> _THE TASK_:
The listing below contains a span that opens with the line containing "this sample: (733,502)." and closes with the line containing "this sample: (342,38).". Return that span exactly.

> _RECORDS SHOWN_:
==*==

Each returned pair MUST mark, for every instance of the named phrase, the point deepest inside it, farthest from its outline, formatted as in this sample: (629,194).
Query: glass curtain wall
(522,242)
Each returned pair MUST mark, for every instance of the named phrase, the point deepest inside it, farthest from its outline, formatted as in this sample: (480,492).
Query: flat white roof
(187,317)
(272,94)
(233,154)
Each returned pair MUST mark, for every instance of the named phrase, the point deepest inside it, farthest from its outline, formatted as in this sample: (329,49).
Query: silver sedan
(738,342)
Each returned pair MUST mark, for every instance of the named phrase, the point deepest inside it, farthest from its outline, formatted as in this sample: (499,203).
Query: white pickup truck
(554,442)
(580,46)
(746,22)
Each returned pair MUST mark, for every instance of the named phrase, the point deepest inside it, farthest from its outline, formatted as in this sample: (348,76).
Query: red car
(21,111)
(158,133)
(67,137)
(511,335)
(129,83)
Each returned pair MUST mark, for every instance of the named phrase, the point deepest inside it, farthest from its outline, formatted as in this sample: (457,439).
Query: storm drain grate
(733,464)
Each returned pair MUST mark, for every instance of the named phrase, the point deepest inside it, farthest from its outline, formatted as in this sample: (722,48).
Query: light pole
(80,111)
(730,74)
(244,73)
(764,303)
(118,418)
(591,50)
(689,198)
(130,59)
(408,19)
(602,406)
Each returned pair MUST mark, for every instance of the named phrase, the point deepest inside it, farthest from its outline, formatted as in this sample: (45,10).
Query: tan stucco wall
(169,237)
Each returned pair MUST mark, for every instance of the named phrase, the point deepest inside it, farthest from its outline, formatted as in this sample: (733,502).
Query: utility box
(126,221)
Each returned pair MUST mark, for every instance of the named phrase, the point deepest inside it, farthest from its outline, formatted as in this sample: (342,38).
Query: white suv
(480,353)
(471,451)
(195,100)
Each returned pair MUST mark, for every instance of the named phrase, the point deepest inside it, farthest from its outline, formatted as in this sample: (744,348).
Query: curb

==*==

> _SOLUTION TO THE EXERCISE_:
Each returned pair MUST mark, for every instance of the named phrase, the point deepest inside it, farthest from its outline, formatted as in this sample: (733,502).
Query: utility box
(126,221)
Each returned pair MUST mark, for every instance of the named phrase, the point deepest inside it, farthest from its outline, formatted as in this sample: (342,38).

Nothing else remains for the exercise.